* [EXERCISE TEXT]
++++++++
Špela Setničar
Špela Setničar (born 1996) is a Slovenian poet, scriptwriter, radio host, and performer, working as a self-employed cultural worker across literature, film, radio, and contemporary performance. She is currently completing parallel MA degrees in Comparative Literature and Screenwriting. Her poetry has been published in numerous Slovenian literary journals and anthologies; it was translated to Serbian and Croatian in literary magazine Fantom Slobode and anthology Rukopisi 47.
In 2024, Setničar published her poetry debut Everything I Need to Tell You, a collection that explores the embodied, sensory experience of girlhood and womanhood through an intimate engagement with death. The book traces a developmental arc from early childhood encounters with the death of domestic animals, through adolescence marked by symbolic deaths connected to formative and often fatal love, to the mid- and late twenties, where both the lyrical subject and the author confront a life-threatening illness - cancer. The poems move between tenderness and severity, naïveté and erotic humour, gradually articulating a struggle with mortality and the question of how writing can preserve what is otherwise transient.
The collection was met with strong critical reception and was recently nominated for Best Literary Debut at the Slovenian Book Fair. Critics have emphasised Setničar’s precise, imagistic language and her ability to articulate vulnerability without sentimentality, transforming personal experience into a shared emotional and physical space.
An important part of Setničar’s artistic practice is performance, where poetry extends beyond the page into sound and improvisation. Her live work combines interpretative speech with improvised music, treating the voice as both a semantic and sonic material. In collaboration with guitarist and instrumentalist Luka Flegar, she explores intuitive approaches to connecting sound and language, emotion and rhythm. The piece presented here is a recording of a musical improvisation and live reading which, through the gradual layering of effects and guitar melodies, transforms into an autonomous sound work.
++++++++
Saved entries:
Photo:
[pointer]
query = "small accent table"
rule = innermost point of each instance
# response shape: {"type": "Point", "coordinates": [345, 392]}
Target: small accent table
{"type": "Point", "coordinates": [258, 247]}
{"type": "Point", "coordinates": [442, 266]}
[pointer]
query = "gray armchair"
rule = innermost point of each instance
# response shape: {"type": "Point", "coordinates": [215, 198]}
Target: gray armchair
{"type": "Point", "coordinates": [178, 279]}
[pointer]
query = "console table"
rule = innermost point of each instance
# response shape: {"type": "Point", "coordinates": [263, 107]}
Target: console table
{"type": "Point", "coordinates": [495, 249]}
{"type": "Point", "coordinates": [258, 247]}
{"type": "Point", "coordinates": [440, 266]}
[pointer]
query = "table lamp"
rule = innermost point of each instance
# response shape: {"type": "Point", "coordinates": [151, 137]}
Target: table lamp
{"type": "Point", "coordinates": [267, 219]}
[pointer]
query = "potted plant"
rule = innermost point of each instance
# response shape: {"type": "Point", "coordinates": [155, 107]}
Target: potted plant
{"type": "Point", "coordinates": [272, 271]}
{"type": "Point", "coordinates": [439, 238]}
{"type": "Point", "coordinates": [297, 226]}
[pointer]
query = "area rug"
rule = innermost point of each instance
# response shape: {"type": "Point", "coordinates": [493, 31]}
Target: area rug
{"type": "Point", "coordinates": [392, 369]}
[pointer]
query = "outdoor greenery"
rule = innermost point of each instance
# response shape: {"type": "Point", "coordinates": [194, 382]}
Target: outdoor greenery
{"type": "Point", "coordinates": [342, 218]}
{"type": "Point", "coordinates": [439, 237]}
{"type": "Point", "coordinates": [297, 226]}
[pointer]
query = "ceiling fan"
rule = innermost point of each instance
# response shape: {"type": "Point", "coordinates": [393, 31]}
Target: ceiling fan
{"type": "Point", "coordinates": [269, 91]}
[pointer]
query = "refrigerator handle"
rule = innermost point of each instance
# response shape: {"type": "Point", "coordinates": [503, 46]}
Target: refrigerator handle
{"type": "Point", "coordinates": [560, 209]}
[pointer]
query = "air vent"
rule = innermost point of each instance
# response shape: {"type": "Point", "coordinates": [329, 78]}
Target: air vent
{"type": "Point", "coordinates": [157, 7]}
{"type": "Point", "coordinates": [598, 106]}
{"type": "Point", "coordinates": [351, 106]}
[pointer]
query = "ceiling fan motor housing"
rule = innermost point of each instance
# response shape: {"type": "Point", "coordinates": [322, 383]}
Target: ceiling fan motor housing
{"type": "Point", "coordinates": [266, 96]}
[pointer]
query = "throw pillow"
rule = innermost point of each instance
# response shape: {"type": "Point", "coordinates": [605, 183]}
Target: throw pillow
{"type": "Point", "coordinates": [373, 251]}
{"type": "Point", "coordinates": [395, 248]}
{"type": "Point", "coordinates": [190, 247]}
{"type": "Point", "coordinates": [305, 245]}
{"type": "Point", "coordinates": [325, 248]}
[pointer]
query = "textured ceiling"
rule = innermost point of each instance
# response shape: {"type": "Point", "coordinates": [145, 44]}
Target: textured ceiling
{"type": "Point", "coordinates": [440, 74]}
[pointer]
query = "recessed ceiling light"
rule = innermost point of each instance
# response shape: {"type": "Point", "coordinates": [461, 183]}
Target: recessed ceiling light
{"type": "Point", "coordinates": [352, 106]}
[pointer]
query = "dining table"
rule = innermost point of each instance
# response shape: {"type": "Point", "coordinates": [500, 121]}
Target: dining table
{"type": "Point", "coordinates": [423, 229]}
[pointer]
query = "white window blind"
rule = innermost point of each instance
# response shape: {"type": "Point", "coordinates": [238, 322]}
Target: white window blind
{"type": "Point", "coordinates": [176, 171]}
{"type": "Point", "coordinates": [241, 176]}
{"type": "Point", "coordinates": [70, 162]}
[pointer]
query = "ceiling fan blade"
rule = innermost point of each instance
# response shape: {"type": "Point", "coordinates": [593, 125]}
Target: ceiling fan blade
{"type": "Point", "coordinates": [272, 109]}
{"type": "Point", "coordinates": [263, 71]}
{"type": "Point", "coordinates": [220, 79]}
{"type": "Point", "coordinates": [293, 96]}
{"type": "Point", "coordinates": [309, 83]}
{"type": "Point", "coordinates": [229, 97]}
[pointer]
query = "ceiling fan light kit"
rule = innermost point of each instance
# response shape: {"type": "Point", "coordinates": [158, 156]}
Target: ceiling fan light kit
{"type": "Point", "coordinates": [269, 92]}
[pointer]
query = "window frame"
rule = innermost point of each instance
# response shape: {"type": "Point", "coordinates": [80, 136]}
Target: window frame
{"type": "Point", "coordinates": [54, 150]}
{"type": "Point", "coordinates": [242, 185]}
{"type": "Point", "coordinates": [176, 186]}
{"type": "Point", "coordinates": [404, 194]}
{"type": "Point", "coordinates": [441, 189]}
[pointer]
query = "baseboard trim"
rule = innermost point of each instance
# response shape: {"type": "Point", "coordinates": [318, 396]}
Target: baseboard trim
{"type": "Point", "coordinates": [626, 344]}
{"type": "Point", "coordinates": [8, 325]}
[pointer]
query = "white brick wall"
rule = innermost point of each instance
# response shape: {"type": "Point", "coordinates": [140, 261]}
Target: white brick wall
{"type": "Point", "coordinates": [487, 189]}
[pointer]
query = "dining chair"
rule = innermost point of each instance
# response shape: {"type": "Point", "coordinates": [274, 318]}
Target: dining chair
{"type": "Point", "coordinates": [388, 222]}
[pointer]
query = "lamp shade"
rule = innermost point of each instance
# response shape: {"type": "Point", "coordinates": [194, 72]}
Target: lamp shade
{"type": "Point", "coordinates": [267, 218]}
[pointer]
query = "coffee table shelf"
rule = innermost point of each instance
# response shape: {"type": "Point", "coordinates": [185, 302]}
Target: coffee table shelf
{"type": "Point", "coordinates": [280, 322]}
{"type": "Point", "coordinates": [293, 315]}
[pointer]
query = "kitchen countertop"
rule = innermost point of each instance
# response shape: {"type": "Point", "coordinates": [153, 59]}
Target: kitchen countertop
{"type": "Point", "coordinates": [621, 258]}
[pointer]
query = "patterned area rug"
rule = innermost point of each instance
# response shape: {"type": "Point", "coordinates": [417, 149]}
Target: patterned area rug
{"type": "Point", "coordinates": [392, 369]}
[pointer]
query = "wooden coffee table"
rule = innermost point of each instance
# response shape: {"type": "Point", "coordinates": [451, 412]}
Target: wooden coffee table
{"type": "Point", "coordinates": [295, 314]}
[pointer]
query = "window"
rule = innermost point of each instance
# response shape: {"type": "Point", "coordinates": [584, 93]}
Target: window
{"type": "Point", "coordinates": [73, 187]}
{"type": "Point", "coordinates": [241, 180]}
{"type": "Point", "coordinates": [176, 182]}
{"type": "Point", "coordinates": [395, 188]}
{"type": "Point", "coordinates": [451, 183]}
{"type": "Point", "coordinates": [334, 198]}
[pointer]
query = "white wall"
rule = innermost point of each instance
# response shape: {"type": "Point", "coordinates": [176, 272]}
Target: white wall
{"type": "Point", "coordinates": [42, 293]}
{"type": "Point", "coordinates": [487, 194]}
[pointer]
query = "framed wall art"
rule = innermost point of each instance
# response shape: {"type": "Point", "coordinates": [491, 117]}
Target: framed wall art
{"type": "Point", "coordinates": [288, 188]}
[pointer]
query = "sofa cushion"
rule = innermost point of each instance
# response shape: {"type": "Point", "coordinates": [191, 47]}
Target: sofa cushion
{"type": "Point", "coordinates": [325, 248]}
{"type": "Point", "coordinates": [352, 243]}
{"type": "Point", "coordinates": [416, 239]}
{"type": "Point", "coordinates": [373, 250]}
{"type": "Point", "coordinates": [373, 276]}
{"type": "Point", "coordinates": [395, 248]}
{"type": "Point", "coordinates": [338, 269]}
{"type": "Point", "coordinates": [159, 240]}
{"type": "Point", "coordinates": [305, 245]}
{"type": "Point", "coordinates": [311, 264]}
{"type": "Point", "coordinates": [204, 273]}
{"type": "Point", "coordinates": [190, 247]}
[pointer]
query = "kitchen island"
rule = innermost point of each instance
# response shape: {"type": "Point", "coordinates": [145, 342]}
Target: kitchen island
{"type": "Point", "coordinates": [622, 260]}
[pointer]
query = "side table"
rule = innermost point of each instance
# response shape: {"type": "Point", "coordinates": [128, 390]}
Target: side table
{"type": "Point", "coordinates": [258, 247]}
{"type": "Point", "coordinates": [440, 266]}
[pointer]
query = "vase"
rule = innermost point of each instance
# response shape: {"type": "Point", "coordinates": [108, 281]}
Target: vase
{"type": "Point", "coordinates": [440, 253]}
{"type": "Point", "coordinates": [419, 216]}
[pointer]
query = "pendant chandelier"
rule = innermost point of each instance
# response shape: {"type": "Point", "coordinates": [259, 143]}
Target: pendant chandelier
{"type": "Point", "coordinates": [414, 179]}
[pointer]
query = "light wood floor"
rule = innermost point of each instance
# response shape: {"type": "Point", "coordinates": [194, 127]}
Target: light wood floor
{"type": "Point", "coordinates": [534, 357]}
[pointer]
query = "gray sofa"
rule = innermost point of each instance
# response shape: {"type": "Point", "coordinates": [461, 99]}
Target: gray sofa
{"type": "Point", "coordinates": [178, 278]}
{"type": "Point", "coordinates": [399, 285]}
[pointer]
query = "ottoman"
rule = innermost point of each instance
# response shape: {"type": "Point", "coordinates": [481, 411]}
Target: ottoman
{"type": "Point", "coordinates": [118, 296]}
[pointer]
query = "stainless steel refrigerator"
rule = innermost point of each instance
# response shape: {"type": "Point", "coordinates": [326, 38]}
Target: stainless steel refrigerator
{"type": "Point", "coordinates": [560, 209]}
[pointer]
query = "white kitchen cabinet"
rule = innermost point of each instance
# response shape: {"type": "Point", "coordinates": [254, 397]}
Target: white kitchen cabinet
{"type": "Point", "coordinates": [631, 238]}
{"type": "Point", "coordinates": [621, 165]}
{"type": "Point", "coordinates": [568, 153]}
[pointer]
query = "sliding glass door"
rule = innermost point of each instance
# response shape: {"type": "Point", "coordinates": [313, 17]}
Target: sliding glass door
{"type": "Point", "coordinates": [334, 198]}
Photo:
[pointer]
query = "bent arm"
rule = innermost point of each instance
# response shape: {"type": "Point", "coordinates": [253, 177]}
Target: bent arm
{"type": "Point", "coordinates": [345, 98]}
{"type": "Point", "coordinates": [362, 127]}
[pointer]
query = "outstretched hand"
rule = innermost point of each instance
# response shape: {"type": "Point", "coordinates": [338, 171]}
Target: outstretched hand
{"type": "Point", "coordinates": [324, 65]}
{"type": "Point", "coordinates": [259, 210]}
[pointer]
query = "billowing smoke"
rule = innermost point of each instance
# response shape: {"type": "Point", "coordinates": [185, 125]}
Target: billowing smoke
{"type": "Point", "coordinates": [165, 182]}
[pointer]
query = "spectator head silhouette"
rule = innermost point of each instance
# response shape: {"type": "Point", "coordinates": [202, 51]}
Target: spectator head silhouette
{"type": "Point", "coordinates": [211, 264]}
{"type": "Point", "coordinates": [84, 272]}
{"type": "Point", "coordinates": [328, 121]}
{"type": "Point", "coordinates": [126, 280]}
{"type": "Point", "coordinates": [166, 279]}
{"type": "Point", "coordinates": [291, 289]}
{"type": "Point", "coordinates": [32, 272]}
++++++++
Extend the text about Špela Setničar past its final sentence. The entries are unrelated to the text about Špela Setničar.

* [TASK ANSWER]
In this current project – titled Motherwort, Setničar focuses on the sonic and narrative articulation of her maternal family lineage. Through spoken word, she constructs a matrilineal narrative that reflects on memory, inheritance, care, and the transmission of female experience across generations. The project will be further developed through video and visual elements, merging spoken text and sound into a cohesive interdisciplinary performance.
A central thematic axis of the work is maternal care understood as a desire for endless, intimate closeness that binds mother and child. This question resonates with the writings of numerous feminist authors who have addressed one of the fundamental dilemmas of female subjectivity: whether to have children or not. In the poetry of the sound recording, Setničar exposes this intimate inquiry by asking whether parenthood is ultimately a form of egoism -whether it means possessing a bird- or whether it is more ethical to merely observe it, preserving one’s own freedom (slightly referring to the poem: I am the queen of birds). These reflections are woven into the sonic texture of the piece, where voice, sound, and silence open a space for ambiguity rather than resolution.